BEGIN EXCERPTED DATA

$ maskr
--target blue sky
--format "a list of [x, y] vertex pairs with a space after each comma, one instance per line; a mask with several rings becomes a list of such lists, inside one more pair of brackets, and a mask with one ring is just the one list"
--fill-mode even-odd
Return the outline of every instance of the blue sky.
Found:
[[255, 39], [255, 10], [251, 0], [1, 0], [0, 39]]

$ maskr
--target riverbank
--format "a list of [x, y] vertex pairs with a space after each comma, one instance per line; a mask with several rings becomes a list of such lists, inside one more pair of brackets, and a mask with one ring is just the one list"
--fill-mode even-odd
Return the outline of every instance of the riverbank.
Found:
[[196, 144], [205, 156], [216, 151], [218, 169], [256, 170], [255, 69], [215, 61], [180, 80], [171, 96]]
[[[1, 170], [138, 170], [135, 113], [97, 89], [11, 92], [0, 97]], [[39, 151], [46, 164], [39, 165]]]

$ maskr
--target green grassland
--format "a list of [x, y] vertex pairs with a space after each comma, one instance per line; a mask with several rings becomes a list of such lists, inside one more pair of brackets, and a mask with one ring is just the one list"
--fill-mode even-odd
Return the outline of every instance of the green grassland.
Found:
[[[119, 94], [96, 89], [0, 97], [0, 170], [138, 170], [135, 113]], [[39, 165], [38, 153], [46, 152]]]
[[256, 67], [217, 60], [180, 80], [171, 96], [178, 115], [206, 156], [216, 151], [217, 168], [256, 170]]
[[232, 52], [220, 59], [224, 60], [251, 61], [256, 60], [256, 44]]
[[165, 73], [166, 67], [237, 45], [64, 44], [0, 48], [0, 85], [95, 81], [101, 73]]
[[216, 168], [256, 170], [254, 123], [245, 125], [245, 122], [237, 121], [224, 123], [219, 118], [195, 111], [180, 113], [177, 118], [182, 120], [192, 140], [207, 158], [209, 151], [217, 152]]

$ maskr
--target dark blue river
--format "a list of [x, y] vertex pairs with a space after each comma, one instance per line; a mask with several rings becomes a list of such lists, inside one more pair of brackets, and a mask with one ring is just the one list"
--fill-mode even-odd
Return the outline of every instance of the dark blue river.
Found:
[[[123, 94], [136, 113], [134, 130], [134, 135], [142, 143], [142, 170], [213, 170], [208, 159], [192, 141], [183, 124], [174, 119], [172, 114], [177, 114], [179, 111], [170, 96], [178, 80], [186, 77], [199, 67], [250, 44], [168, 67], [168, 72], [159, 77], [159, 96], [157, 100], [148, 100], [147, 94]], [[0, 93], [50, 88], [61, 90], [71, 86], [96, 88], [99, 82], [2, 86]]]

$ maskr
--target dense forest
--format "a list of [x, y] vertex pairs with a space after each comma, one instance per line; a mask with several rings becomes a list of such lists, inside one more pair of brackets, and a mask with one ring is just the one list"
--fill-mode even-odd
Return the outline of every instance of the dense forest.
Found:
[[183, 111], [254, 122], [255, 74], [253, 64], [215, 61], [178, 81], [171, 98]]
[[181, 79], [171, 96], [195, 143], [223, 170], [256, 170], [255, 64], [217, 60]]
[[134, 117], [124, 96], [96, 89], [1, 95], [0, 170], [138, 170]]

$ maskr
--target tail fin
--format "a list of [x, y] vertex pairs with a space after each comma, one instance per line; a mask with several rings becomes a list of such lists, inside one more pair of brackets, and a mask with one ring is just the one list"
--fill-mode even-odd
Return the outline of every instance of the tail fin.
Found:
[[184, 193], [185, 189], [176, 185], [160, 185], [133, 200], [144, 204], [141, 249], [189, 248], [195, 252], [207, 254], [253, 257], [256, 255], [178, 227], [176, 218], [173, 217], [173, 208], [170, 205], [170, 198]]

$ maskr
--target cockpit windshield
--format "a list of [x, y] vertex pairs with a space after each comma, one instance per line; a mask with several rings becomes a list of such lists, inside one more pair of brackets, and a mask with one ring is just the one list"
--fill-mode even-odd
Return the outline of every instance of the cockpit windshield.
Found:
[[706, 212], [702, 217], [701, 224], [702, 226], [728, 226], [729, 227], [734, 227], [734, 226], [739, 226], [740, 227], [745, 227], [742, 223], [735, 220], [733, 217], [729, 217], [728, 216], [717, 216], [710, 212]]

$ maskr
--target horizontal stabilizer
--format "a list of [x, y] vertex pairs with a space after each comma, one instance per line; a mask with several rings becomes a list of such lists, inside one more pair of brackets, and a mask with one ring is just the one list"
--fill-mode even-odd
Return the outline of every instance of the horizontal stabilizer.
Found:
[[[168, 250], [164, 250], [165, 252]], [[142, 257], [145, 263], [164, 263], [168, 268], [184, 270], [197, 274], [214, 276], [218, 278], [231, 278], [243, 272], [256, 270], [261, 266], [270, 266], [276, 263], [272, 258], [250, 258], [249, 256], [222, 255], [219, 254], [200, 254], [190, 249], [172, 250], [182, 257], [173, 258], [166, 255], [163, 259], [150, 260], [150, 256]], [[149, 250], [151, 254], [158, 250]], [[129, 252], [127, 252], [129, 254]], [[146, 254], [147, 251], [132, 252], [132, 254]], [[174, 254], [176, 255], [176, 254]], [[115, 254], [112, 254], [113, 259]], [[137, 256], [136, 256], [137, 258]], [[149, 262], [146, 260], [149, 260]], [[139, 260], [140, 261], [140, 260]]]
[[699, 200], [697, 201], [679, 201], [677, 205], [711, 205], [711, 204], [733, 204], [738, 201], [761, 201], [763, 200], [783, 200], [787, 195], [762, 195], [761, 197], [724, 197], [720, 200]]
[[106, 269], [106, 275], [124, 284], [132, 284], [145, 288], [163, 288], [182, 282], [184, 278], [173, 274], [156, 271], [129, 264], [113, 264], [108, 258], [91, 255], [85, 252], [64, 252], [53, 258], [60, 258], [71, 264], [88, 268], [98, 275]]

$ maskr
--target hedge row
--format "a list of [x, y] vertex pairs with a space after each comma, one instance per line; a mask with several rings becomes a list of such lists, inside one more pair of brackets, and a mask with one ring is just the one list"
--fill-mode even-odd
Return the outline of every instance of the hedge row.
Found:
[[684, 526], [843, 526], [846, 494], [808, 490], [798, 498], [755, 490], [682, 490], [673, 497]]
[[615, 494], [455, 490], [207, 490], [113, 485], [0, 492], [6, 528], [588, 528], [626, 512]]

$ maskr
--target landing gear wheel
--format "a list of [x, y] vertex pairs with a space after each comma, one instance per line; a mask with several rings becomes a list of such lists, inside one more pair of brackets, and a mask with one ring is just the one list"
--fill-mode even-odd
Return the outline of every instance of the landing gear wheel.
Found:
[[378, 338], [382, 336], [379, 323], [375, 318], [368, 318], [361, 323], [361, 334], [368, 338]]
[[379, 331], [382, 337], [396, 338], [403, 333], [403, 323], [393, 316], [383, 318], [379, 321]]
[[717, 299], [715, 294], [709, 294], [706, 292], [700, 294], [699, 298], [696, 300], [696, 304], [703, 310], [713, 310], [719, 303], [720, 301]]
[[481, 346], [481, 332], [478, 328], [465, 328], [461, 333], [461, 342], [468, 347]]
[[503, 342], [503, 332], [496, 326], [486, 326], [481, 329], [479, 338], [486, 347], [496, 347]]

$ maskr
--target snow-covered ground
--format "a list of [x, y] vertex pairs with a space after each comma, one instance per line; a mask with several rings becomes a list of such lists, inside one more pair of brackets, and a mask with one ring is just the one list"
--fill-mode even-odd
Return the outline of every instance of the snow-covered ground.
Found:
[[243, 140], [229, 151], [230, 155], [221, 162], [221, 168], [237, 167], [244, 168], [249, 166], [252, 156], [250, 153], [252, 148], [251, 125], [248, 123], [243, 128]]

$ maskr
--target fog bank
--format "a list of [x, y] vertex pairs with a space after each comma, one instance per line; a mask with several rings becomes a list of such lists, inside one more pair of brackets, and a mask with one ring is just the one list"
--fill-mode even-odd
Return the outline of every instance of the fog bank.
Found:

END EXCERPTED DATA

> [YOUR GOAL]
Rewrite the records from the start up to and including the line with "164], [39, 165]]]", putting "shoreline" in place of "riverbank" and changing nothing else.

> [ANSWER TO THE TASK]
$ maskr
--target blue sky
--format "a list of [x, y] vertex pairs with a space after each comma, one instance per line; a mask with several rings becomes a list of such lists, inside one more pair of brackets, and a mask with one ring is just the one list"
--fill-mode even-odd
Return the outline of every instance of the blue sky.
Found:
[[255, 39], [255, 10], [251, 0], [1, 0], [0, 39]]

$ maskr
--target shoreline
--format "a list of [x, y] vertex pairs with a space after each comma, one instance per line; a mask with several rings becomes a list of such lists, inside one more pair of brackets, and a mask with one ring is just the one list"
--fill-mode even-odd
Return the outline of every instance of the shoreline.
Found:
[[196, 144], [205, 156], [216, 151], [218, 169], [256, 170], [255, 69], [215, 61], [180, 80], [171, 96]]
[[[1, 170], [138, 170], [135, 113], [97, 89], [11, 92], [0, 97]], [[39, 151], [46, 164], [39, 165]]]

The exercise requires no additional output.